_WHAT IS NEEDED_. Please copy the material word for word, from its start through the line containing "Target: wooden pole", and leave the pictures out of your copy.

_PROVIDED ENTRIES_.
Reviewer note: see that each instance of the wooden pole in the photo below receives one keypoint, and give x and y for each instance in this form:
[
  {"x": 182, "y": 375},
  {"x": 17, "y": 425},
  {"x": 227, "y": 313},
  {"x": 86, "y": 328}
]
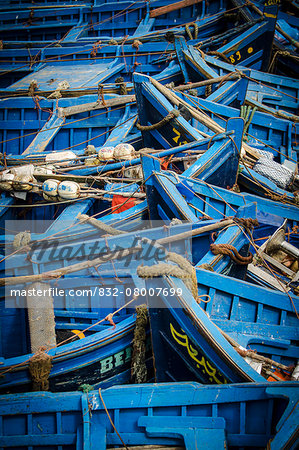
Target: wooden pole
[
  {"x": 41, "y": 316},
  {"x": 57, "y": 273},
  {"x": 185, "y": 87},
  {"x": 173, "y": 7},
  {"x": 197, "y": 232},
  {"x": 71, "y": 110}
]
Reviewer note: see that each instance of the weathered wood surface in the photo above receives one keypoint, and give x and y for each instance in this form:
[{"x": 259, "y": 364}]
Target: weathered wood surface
[{"x": 172, "y": 7}]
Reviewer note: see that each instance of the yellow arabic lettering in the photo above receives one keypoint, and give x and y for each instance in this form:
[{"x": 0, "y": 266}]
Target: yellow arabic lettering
[{"x": 182, "y": 339}]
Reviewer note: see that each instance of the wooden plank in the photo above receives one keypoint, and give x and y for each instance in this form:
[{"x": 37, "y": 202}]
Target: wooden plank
[
  {"x": 173, "y": 7},
  {"x": 119, "y": 101}
]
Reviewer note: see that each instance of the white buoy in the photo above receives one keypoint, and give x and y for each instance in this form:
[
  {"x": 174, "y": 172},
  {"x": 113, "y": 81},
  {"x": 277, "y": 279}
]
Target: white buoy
[
  {"x": 68, "y": 190},
  {"x": 50, "y": 188},
  {"x": 124, "y": 151},
  {"x": 44, "y": 170},
  {"x": 134, "y": 172},
  {"x": 6, "y": 179},
  {"x": 65, "y": 156},
  {"x": 295, "y": 373},
  {"x": 106, "y": 153},
  {"x": 19, "y": 182}
]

_WORKED SOLUTION_.
Reviewer note: see that each instance of the wooden pole in the photo below receives one keypoint, and give x and y for each instance in this form:
[
  {"x": 182, "y": 375},
  {"x": 17, "y": 425},
  {"x": 227, "y": 313},
  {"x": 86, "y": 328}
]
Target: wooden pole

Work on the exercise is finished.